Interaction of \U/\L and \u/\l escapes are undocumented #5467

p5pRT · 2002-05-16T11:18:07Z

Migrated from rt.perl.org#9360 (status was 'open')

Searchable as RT9360$

p5pRT · 2002-05-16T11:18:07Z

From scs@superior.inland-sea.com

This is a bug report for perl from scs@di.org,
generated with the help of perlbug 1.33 running under perl v5.6.1.

When doing case manipulation with \L, \U, \l and \u, the result of
mixed operations are unexpected and (IMHO) a bug. The following
script:

use strict;
print "host\unaMe is in lower case except for the N and M.\n";
print "\Lhost\unaMe\E is in lower case, even the N.\n";

prints

hostNaMe is in lower case except for the N and M.
hostname is in lower case, even the N.

with both perl5.6.1 and perl5.00503. In the second line printed,
I believe that the proper functioning should be to capitalize the
N in hostname.

One might argue that these are functional (and indeed, they may
be implemented internally as functions), so that the second print
is interpreted something like:

print lc( "host" . uc( "n" ) . "aMe" ) .
" is in lower case, even the N.\n" );

I believe that a state-wise interpretation is more reasonable, ie,
at the beginning of \L the state becomes `force characters to lower
case until \E seen.' When the \u is seen the state switches to
`force next char to upper case, then revert to previous state'.
The \E means abandon all forcing of case.

The usage I suggest is more consistant with perls current treatment
of backslashed single-character handlings, eg,

print "\Uhost\nnaMe\E\n";

does not print

HOSTNAME

IMHO the programmer who writes "\Lhost\unaMe\E" clearly wants
`hostName", and IMHO that's what he should get.

Flags:
category=core
severity=low

Site configuration information for perl v5.6.1:

Configured by root at Tue Mar 26 11:46:11 GMT 2002.

GIVEN ENTRIES:

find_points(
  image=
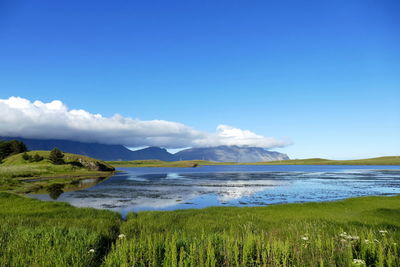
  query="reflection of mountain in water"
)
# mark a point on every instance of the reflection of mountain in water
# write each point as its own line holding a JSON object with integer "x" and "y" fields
{"x": 165, "y": 189}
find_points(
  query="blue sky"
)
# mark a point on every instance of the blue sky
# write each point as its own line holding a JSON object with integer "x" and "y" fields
{"x": 323, "y": 74}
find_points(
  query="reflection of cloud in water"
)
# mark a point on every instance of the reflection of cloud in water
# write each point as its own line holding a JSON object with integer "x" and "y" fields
{"x": 240, "y": 189}
{"x": 163, "y": 189}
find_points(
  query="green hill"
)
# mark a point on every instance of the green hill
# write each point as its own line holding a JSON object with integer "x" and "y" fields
{"x": 23, "y": 175}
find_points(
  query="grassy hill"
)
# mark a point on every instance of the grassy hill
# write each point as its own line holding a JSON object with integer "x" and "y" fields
{"x": 391, "y": 160}
{"x": 23, "y": 176}
{"x": 353, "y": 232}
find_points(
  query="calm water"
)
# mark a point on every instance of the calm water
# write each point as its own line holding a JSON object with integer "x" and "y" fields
{"x": 136, "y": 189}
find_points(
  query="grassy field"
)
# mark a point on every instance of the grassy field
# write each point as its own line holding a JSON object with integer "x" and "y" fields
{"x": 15, "y": 172}
{"x": 354, "y": 232}
{"x": 391, "y": 160}
{"x": 36, "y": 233}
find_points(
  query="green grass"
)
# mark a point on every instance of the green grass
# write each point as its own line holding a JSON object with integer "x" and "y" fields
{"x": 391, "y": 160}
{"x": 312, "y": 234}
{"x": 15, "y": 171}
{"x": 36, "y": 233}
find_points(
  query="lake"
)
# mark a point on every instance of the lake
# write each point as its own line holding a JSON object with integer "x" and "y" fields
{"x": 137, "y": 189}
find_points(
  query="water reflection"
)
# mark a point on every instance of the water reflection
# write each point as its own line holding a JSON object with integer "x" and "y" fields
{"x": 175, "y": 188}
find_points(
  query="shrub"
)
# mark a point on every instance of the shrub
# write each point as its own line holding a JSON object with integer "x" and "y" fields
{"x": 37, "y": 158}
{"x": 12, "y": 147}
{"x": 56, "y": 156}
{"x": 25, "y": 156}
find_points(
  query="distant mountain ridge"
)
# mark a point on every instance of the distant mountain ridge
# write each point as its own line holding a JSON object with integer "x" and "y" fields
{"x": 119, "y": 152}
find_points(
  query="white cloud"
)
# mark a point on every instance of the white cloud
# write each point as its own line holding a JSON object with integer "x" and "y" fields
{"x": 23, "y": 118}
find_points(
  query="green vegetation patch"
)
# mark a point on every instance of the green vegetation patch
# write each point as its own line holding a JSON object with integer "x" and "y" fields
{"x": 36, "y": 233}
{"x": 392, "y": 160}
{"x": 32, "y": 171}
{"x": 355, "y": 232}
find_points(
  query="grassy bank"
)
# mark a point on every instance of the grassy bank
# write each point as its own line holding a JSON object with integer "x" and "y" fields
{"x": 36, "y": 233}
{"x": 354, "y": 232}
{"x": 392, "y": 160}
{"x": 343, "y": 233}
{"x": 23, "y": 176}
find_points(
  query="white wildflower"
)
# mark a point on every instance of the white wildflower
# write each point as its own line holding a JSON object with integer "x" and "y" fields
{"x": 358, "y": 262}
{"x": 383, "y": 232}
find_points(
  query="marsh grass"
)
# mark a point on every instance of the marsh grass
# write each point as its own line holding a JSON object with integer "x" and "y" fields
{"x": 354, "y": 232}
{"x": 390, "y": 160}
{"x": 36, "y": 233}
{"x": 15, "y": 172}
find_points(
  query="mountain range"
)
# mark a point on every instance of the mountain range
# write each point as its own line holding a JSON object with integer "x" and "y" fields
{"x": 120, "y": 152}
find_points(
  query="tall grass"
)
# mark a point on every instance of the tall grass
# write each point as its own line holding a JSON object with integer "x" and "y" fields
{"x": 355, "y": 232}
{"x": 36, "y": 233}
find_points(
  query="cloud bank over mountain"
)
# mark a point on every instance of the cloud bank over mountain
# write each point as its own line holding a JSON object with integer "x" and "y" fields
{"x": 54, "y": 120}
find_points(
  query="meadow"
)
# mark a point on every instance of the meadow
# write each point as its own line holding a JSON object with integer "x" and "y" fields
{"x": 22, "y": 176}
{"x": 353, "y": 232}
{"x": 36, "y": 233}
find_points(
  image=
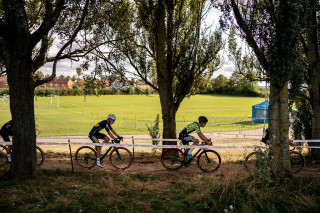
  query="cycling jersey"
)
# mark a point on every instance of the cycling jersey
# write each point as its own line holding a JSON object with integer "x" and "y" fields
{"x": 101, "y": 125}
{"x": 95, "y": 134}
{"x": 184, "y": 134}
{"x": 193, "y": 127}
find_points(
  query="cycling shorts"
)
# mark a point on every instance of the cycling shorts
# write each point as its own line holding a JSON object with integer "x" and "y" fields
{"x": 185, "y": 138}
{"x": 94, "y": 137}
{"x": 5, "y": 134}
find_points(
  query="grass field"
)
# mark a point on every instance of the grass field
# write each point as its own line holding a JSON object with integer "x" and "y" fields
{"x": 76, "y": 114}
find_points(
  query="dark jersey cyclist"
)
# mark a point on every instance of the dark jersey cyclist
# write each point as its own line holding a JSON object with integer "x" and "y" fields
{"x": 95, "y": 134}
{"x": 5, "y": 132}
{"x": 194, "y": 127}
{"x": 265, "y": 138}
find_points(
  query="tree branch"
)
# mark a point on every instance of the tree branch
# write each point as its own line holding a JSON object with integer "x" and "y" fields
{"x": 41, "y": 58}
{"x": 54, "y": 68}
{"x": 2, "y": 28}
{"x": 49, "y": 21}
{"x": 249, "y": 37}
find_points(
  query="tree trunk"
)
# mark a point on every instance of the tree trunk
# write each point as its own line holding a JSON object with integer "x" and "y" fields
{"x": 22, "y": 109}
{"x": 314, "y": 66}
{"x": 18, "y": 63}
{"x": 279, "y": 129}
{"x": 164, "y": 71}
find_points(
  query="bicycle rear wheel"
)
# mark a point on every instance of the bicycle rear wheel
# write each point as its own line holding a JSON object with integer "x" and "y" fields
{"x": 120, "y": 158}
{"x": 297, "y": 161}
{"x": 172, "y": 159}
{"x": 3, "y": 155}
{"x": 251, "y": 162}
{"x": 40, "y": 156}
{"x": 86, "y": 157}
{"x": 209, "y": 161}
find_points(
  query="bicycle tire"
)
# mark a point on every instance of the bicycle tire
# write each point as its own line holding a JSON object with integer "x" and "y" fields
{"x": 251, "y": 162}
{"x": 3, "y": 155}
{"x": 40, "y": 156}
{"x": 86, "y": 157}
{"x": 121, "y": 158}
{"x": 209, "y": 161}
{"x": 173, "y": 159}
{"x": 297, "y": 161}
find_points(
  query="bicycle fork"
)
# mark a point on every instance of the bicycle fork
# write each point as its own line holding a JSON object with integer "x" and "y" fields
{"x": 118, "y": 153}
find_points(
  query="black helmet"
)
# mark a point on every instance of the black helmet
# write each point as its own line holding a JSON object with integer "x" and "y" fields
{"x": 203, "y": 119}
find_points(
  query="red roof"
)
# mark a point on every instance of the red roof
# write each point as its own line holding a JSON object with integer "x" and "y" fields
{"x": 60, "y": 81}
{"x": 3, "y": 79}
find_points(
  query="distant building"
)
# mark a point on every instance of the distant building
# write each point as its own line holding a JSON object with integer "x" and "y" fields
{"x": 142, "y": 85}
{"x": 4, "y": 82}
{"x": 118, "y": 85}
{"x": 58, "y": 84}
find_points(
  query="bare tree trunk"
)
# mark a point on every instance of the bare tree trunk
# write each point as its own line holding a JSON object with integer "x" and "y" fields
{"x": 164, "y": 69}
{"x": 22, "y": 108}
{"x": 18, "y": 63}
{"x": 279, "y": 129}
{"x": 314, "y": 70}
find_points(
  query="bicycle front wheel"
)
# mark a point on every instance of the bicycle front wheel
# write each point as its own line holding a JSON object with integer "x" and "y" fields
{"x": 121, "y": 158}
{"x": 209, "y": 161}
{"x": 251, "y": 162}
{"x": 40, "y": 156}
{"x": 3, "y": 155}
{"x": 297, "y": 161}
{"x": 86, "y": 157}
{"x": 172, "y": 159}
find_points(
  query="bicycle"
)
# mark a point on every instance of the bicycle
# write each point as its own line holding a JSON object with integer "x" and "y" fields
{"x": 296, "y": 159}
{"x": 119, "y": 157}
{"x": 175, "y": 159}
{"x": 4, "y": 159}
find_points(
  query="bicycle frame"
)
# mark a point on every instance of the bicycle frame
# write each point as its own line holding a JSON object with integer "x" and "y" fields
{"x": 195, "y": 155}
{"x": 106, "y": 153}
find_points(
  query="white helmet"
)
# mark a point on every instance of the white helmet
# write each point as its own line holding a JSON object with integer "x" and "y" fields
{"x": 112, "y": 117}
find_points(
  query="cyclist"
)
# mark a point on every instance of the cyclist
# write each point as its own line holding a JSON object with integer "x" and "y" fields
{"x": 265, "y": 138}
{"x": 95, "y": 134}
{"x": 5, "y": 132}
{"x": 194, "y": 127}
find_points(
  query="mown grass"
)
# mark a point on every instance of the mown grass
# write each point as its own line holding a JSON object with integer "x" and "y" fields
{"x": 76, "y": 115}
{"x": 60, "y": 191}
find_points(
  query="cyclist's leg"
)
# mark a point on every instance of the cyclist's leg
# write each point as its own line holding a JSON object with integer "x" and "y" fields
{"x": 5, "y": 137}
{"x": 186, "y": 139}
{"x": 94, "y": 139}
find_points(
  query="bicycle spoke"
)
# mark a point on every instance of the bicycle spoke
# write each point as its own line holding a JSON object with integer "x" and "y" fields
{"x": 297, "y": 161}
{"x": 3, "y": 155}
{"x": 86, "y": 157}
{"x": 121, "y": 158}
{"x": 251, "y": 163}
{"x": 40, "y": 156}
{"x": 172, "y": 159}
{"x": 209, "y": 161}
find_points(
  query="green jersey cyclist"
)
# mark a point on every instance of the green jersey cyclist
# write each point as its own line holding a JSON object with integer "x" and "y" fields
{"x": 194, "y": 127}
{"x": 95, "y": 134}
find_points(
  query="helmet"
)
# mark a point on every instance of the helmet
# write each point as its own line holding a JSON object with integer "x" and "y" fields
{"x": 112, "y": 117}
{"x": 203, "y": 119}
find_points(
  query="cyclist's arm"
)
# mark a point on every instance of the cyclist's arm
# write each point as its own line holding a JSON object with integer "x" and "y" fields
{"x": 291, "y": 143}
{"x": 111, "y": 135}
{"x": 206, "y": 140}
{"x": 114, "y": 133}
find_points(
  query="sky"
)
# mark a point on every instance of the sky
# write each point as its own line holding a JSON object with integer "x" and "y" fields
{"x": 68, "y": 68}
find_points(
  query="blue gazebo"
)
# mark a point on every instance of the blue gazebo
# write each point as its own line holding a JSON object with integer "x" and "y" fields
{"x": 258, "y": 112}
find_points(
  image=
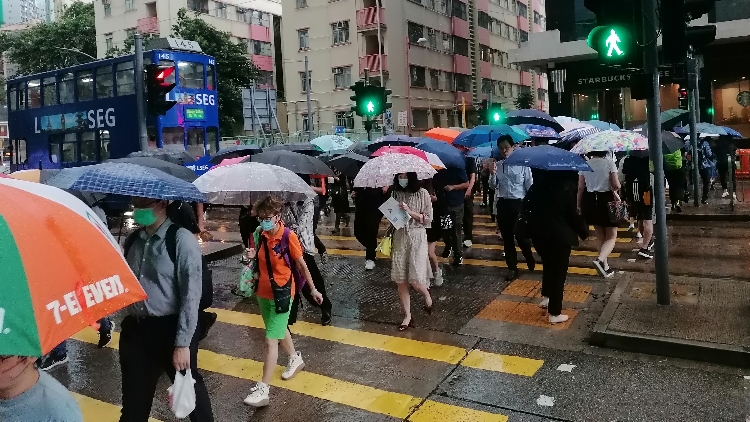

TO BE DONE:
In the Perl bug report, which two Perl versions produced the unexpected output?

PROBLEM SOLUTION:
perl5.6.1 and perl5.00503